◆ **SOURCE TEXT**:
#####
I'm new to this plugin also.

What i did: I tried to list all nodes and datastores with https://github.com/vmware/govmomi/blob/master/govc/USAGE.md. Try if you can do it same. I used AD accounts and username didn't work like this. Eventually i had use usename in DOMAIN\user format. But what i discovered was that if something is missing in conf, it gave similar errors.

Are you following this manual to create secret? https://docs.vmware.com/en/VMware-vSphere-Container-Storage-Plug-in/2.0/vmware-vsphere-csp-getting-started/GUID-BFF39F1D-F70A-4360-ABC9-85BDAFBE8864.html

tandrez commented 2 years ago

I can list objects with govc without any problem.

I am deploying with Kubespray but I also checked the VMware docs and as far as I can tell, the configuration seems OK.

bnason commented 2 years ago

So for my setup, this issue was caused by the vSphere CPI not working correctly and thus not untainting the nodes which never allowed the csi pods to run and I believe one of them is responsible for creating the CRD.

My CPI issue is documented here: https://github.com/kubernetes/cloud-provider-vsphere/issues/614

shalini-b commented 2 years ago

does it have anything to do with the replicas: 3 when there's only 1 master node for the vsphere-csi-controller deployment?

related commit 01ec59a

@addyess Yes you are supposed to update the replica count in CSI controller deployment to the number of master nodes in your environment. After doing this, the controller pods will start running. The CSI nodes depend on the syncer container in the controller pod to fetch certain information about the underlying environment. The nodes will not come up till the controller provides this information to them.
#####
◆ **PROBLEMS AND TASKS**:
[a] In the forum thread, rewrite the passage starting at "I can list objects" and ending at "configuration seems OK.", replacing "Kubespray" with "Helm".
[b] According to the forum thread, what number should the replica count in the CSI controller deployment be updated to?

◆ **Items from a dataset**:
#####
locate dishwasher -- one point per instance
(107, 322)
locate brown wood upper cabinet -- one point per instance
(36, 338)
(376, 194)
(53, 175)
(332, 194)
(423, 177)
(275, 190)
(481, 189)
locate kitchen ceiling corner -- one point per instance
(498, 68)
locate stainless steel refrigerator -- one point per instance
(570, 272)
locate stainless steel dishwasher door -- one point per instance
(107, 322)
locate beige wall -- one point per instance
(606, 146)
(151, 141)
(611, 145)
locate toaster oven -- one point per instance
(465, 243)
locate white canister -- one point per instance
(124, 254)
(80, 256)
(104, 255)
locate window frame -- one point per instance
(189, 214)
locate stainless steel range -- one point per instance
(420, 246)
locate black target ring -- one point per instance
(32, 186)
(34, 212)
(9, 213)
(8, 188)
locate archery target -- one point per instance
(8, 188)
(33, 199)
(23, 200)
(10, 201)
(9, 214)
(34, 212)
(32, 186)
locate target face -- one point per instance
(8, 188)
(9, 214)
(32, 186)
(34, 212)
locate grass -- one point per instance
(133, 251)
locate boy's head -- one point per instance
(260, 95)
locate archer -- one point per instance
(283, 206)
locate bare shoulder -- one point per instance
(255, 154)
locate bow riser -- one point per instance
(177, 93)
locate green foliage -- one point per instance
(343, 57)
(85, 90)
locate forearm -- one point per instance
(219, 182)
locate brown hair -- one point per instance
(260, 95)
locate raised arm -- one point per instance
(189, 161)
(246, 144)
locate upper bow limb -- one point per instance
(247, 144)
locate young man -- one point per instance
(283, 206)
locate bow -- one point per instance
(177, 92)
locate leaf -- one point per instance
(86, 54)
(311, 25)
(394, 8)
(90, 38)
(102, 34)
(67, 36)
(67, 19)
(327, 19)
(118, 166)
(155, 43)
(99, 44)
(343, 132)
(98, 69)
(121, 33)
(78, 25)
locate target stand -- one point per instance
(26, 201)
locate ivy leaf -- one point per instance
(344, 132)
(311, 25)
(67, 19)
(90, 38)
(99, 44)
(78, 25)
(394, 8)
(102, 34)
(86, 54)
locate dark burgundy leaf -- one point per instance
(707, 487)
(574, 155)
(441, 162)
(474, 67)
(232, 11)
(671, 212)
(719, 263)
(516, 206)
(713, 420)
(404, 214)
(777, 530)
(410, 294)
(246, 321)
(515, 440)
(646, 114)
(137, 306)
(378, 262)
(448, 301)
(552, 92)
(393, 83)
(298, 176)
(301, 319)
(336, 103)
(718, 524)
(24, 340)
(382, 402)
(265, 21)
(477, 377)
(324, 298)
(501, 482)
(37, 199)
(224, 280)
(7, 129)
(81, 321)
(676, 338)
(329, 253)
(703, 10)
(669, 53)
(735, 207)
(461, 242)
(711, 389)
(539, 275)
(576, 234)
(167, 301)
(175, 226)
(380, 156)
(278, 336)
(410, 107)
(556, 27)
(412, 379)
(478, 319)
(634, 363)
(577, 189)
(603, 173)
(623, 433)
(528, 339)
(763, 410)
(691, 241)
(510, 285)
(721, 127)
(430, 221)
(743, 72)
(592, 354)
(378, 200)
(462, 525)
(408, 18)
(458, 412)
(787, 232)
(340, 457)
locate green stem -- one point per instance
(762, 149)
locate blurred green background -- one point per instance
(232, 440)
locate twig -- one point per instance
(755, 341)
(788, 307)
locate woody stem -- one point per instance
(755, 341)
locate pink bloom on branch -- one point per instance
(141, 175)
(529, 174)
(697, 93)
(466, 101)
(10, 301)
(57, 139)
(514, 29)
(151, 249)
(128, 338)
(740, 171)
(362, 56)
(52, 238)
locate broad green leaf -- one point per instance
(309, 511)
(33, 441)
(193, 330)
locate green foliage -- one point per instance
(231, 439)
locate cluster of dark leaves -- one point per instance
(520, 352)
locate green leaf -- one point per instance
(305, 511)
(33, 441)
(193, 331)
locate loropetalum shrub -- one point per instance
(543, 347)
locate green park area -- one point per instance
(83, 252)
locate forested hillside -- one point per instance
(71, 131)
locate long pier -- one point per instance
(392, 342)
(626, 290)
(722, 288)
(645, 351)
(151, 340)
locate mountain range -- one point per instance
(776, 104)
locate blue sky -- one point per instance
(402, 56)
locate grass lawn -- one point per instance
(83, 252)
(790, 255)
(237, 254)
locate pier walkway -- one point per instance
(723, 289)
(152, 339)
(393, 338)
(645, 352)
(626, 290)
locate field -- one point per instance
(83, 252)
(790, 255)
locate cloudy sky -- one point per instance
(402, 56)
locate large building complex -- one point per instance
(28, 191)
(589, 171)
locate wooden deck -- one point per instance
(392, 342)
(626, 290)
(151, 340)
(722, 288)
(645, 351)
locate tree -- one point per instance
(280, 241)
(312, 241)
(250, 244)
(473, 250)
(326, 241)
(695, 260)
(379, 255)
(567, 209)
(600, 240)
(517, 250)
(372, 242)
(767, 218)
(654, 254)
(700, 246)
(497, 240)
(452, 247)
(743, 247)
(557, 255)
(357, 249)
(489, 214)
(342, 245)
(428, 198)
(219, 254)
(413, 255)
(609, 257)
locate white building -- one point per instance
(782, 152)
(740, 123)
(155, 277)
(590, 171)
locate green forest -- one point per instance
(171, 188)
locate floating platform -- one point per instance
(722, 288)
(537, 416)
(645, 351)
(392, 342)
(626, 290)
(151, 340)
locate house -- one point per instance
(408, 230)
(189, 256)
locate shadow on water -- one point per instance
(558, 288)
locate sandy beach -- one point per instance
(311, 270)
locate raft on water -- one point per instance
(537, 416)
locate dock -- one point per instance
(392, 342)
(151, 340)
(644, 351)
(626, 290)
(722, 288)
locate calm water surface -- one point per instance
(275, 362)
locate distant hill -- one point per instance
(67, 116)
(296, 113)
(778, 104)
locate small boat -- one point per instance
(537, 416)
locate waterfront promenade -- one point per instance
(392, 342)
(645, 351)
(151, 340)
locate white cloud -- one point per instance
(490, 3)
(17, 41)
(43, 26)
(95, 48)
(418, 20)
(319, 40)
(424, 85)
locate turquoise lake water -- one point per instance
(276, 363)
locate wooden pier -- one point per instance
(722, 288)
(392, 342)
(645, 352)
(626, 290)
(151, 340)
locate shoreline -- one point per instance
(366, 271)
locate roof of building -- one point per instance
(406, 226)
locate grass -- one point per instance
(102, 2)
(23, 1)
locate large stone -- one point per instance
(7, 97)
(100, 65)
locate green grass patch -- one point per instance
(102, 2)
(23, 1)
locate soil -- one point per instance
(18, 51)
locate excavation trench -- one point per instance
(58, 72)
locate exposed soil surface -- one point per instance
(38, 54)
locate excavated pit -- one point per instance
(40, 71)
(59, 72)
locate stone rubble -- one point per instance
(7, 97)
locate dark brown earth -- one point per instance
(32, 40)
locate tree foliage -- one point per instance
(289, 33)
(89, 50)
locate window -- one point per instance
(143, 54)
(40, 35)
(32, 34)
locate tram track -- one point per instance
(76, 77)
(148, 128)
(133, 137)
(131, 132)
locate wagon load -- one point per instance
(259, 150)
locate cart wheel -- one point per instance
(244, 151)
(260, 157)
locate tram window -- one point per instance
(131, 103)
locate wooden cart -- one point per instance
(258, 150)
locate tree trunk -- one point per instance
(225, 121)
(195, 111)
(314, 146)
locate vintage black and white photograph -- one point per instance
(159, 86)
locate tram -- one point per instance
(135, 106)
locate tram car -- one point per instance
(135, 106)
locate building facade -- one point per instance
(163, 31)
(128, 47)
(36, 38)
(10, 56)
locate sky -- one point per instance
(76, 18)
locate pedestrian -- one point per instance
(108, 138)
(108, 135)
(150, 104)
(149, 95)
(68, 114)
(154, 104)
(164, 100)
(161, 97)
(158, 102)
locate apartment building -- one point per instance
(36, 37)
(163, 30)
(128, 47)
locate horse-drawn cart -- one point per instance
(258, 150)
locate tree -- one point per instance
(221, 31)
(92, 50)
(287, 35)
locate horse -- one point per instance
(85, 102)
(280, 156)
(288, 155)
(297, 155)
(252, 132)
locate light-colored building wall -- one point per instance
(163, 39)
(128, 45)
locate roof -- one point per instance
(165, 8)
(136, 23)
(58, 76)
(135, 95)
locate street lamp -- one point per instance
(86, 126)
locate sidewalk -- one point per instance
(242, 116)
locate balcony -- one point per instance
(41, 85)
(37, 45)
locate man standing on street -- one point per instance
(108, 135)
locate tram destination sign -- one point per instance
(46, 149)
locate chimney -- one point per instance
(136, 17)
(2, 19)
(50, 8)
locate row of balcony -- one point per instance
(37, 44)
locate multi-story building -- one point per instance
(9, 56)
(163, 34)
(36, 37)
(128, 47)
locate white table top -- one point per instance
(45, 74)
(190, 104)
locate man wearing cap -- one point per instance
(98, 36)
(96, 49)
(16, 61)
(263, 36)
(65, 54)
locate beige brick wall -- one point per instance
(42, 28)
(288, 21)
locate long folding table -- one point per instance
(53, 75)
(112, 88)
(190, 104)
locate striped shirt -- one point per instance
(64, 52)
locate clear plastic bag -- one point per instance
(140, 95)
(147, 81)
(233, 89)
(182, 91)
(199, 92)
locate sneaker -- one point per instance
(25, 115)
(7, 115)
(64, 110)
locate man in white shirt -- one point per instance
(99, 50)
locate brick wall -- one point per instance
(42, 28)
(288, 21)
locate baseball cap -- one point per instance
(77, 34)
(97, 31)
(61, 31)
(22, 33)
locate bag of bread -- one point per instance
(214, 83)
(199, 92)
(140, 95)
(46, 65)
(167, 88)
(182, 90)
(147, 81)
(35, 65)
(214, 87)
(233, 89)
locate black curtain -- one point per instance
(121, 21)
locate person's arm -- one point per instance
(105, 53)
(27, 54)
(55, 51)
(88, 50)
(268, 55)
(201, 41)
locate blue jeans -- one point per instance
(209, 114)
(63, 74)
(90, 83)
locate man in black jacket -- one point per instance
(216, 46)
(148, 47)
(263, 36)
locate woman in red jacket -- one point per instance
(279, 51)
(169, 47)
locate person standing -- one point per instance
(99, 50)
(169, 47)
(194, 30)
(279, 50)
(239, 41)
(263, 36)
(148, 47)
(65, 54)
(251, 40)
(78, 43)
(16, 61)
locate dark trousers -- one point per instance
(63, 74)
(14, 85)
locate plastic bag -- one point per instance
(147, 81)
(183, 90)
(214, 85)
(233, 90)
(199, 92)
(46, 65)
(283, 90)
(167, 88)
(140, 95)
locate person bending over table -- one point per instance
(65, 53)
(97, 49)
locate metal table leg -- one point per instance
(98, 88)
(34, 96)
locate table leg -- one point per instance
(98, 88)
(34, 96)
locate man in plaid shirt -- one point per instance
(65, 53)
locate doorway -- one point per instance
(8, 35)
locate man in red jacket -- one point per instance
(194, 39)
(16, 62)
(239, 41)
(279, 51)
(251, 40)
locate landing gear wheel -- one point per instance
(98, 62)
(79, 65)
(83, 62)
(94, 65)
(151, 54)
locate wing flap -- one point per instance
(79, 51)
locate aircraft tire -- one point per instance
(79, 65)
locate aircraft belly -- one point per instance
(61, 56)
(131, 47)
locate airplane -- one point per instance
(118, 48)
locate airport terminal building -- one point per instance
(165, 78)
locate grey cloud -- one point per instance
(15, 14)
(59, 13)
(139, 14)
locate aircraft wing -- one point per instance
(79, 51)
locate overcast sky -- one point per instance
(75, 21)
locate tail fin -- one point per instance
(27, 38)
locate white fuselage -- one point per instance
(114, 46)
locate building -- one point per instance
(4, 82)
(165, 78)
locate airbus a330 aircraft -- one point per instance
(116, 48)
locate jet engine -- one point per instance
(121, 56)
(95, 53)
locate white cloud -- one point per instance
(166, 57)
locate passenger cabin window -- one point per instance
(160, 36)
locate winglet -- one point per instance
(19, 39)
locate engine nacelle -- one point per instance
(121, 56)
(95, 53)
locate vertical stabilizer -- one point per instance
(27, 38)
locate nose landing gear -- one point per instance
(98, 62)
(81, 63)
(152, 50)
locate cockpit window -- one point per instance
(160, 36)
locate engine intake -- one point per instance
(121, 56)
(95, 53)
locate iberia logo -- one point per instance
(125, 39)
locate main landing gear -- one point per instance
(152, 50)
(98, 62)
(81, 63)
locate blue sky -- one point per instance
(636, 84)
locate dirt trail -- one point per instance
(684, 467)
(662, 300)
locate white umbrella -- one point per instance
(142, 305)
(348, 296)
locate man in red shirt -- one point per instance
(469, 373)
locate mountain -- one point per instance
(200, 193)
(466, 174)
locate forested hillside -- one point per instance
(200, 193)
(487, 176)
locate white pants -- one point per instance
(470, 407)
#####
◆ **TASK-BY-TASK ANSWERS**:
[a]
I can list objects with govc without any problem.

I am deploying with Helm but I also checked the VMware docs and as far as I can tell, the configuration seems OK.

[b] The number of master nodes in the environment.